(Point annotations for photos)
====

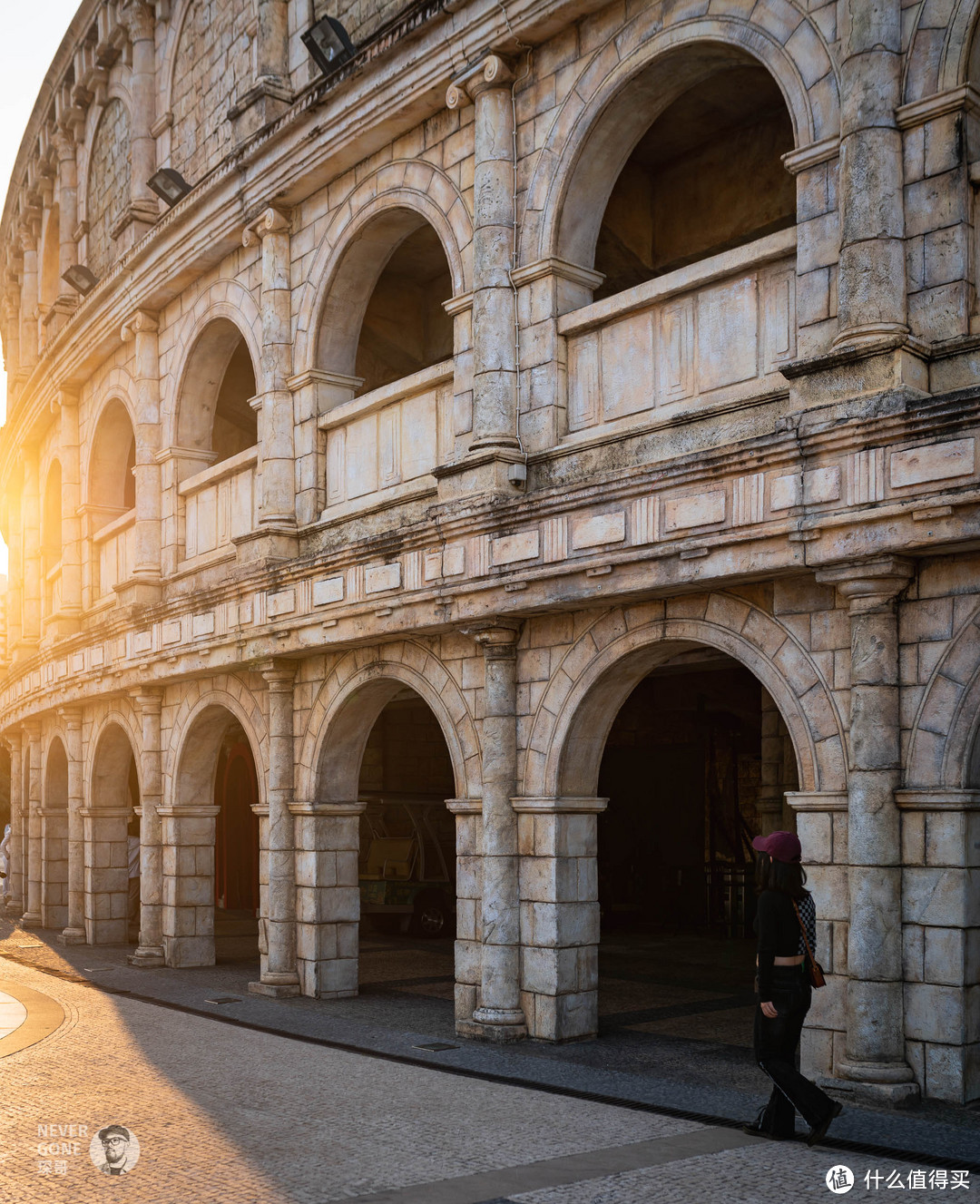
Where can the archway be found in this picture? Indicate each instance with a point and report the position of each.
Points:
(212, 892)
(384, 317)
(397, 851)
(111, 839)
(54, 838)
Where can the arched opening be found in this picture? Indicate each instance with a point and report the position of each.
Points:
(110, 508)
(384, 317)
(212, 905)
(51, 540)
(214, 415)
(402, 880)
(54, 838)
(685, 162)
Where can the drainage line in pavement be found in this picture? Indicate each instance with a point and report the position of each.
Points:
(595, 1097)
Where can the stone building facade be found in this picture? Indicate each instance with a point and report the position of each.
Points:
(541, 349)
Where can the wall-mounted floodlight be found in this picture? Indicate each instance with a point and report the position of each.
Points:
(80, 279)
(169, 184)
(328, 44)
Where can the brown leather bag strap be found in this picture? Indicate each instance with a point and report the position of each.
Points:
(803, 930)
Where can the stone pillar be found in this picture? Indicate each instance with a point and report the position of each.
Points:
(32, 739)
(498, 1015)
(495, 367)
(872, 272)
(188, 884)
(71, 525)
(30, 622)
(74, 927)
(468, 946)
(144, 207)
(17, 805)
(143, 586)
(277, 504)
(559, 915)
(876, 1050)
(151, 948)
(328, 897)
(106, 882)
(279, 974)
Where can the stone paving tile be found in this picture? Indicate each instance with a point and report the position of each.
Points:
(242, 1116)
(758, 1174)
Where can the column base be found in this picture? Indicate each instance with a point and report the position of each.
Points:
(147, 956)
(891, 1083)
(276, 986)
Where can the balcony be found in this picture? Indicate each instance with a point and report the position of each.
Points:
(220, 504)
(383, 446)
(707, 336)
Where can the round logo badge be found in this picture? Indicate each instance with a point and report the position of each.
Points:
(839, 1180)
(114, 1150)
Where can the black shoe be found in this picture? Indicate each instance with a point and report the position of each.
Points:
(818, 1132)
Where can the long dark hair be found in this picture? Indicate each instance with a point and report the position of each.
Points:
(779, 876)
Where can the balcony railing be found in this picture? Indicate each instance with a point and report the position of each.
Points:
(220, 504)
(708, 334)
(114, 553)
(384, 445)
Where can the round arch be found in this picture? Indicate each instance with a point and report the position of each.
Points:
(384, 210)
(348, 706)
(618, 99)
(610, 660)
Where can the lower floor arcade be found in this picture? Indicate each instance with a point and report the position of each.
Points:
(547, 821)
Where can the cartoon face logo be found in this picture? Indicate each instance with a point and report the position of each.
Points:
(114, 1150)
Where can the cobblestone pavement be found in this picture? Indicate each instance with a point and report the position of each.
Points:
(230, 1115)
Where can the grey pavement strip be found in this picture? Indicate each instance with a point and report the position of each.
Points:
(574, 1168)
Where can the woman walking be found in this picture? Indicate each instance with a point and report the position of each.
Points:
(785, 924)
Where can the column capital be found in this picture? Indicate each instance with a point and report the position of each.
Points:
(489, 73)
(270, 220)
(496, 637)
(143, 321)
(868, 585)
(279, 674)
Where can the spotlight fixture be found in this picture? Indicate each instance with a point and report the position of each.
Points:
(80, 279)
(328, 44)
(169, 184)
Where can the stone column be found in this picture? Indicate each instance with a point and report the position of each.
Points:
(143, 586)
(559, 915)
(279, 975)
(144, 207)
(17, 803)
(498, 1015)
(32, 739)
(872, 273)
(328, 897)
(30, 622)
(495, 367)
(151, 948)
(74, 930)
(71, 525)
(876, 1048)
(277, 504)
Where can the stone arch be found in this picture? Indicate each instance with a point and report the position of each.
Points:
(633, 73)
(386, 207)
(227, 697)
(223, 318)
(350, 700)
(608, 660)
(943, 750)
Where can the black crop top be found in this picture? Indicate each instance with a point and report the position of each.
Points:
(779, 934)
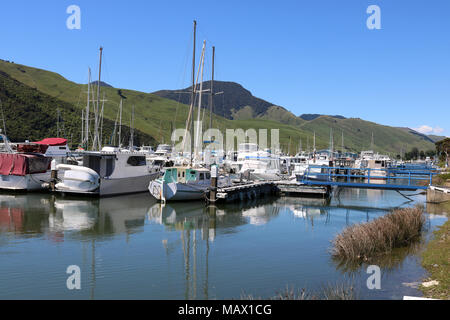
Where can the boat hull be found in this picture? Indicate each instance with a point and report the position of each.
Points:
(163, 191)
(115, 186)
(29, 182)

====

Leaving aside the images, write out the entries above word for word.

Where can the archway be found in this picture? Indicate each instance with a point and report the position of each.
Points:
(212, 892)
(384, 317)
(397, 851)
(111, 839)
(54, 838)
Where can the arched opening be found in this picture? Indicate each instance with a point and report the position of each.
Points:
(110, 508)
(384, 317)
(212, 905)
(51, 540)
(214, 415)
(402, 880)
(54, 838)
(685, 162)
Where can the drainage line in pavement be found in this picture? Indicate each instance with a point and report the position of each.
Points:
(595, 1097)
Where can the stone building facade be found in this picture? Indicate each instance with a point and report the position of each.
Points:
(541, 349)
Where can the wall-mounted floodlight be found in this picture? Indicate each instance with a point and report the position of each.
Points:
(80, 279)
(169, 184)
(328, 44)
Where can the brown leather bag strap be found in this picture? Indicate each instance with a point and report the position of each.
Points:
(803, 930)
Where can the stone pillar be found in this picture? Indicate each instance with a point and report the position of each.
Points:
(32, 739)
(498, 1015)
(495, 367)
(872, 272)
(188, 884)
(71, 525)
(30, 622)
(74, 927)
(468, 946)
(144, 207)
(17, 805)
(143, 586)
(277, 504)
(559, 915)
(876, 1050)
(151, 948)
(328, 897)
(106, 882)
(279, 974)
Where can the stone paving tile be found in this picture? Indicate each instance with a point and report the position of each.
Points:
(242, 1116)
(758, 1174)
Where can the column base be found in this picture? Indicate each instance with a point and report the position of each.
Points:
(147, 956)
(891, 1083)
(276, 986)
Where can the balcony be found in this picture? Indicate each instance with a point and report the position of each.
Points:
(220, 504)
(383, 446)
(707, 336)
Where can the round logo badge be found in this picture? Indicate each instance with a point and report the position of each.
Points:
(839, 1180)
(114, 1150)
Where can the black shoe be found in this picture? Indicate each instance with a point and report the position of each.
Points:
(818, 1132)
Where can the long dark hair be found in this picture? Indicate each instance with a point and report the position of each.
Points:
(779, 876)
Where can the balcony railing be found in this picture? Indicate each instance with a point and report the position of each.
Points:
(220, 504)
(708, 334)
(114, 553)
(384, 445)
Where can the round arch be found in this picture? Indicate each instance with a point and report the position of each.
Points:
(384, 210)
(348, 706)
(618, 99)
(610, 660)
Where can the lower floor arcade be found in this picture? Indicate each instance with a point and report the position of each.
Points:
(547, 821)
Where can the cartoon face logo be found in this picture? Indicate each instance with a point and report the position of each.
Points:
(114, 1150)
Where can the cobblestone pavement be found in this picture? Indicate each instance with a point and report the position of each.
Points:
(230, 1115)
Where can the grey pavement strip be found in this picture? Indicate each instance with a point and report the position of each.
Points:
(574, 1168)
Where can the woman walking be found in this picture? Indicate each instance with a point and report the position of each.
Points:
(785, 924)
Where can the column capital be found in this picture? Indicate each instance with a point and report the position of each.
Points:
(489, 73)
(270, 220)
(496, 637)
(143, 321)
(868, 585)
(279, 674)
Where can the spotlight fixture be found in this picture? Indicate each instance with a point and report the position of each.
Points:
(80, 279)
(328, 44)
(169, 184)
Where can the stone column be found in this picture? Indicate each instance with a point and report the position of each.
Points:
(143, 586)
(559, 915)
(279, 975)
(144, 207)
(17, 803)
(498, 1015)
(32, 739)
(872, 273)
(328, 897)
(30, 622)
(495, 367)
(151, 948)
(74, 930)
(71, 525)
(876, 1048)
(277, 504)
Where can the stone arch be found in this picture? Indicate each instance with a point and report the position of each.
Points:
(633, 73)
(386, 207)
(227, 697)
(223, 318)
(350, 700)
(608, 660)
(943, 750)
Where can the black crop top be found in this picture? Indicate each instance with a point and report the position of each.
Points:
(779, 934)
Where can the boat hull be found in this picture? Indicate each instance with a point and report the position of each.
Points:
(163, 191)
(115, 186)
(29, 182)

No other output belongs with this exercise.